Rewrite the lines of the listing below, beginning at the line that has "# locate bridle: put a pin on each instance." and stopping after the line that has "(776, 1016)", with "red" replaced by "green" and everything else left unchanged.

## Given records
_ _ _ _

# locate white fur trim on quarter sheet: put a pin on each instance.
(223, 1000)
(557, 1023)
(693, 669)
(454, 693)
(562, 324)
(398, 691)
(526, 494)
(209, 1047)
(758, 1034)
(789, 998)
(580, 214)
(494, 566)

_ _ _ _

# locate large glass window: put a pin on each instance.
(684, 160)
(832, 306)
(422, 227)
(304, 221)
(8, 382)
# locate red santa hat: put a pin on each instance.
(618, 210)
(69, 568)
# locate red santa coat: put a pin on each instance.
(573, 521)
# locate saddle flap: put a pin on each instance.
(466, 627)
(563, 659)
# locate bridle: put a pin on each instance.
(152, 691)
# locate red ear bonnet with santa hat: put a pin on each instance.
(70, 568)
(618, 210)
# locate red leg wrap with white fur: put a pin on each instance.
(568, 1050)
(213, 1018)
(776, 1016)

_ _ _ _

## Finished task
# locate bridle: put a pin on each instance.
(152, 691)
# locate green ear bonnet with santa hat: put a pin on each instance.
(70, 568)
(618, 210)
# locate green leg wrap with white fur: put a pin on each instance.
(568, 1050)
(213, 1018)
(776, 1016)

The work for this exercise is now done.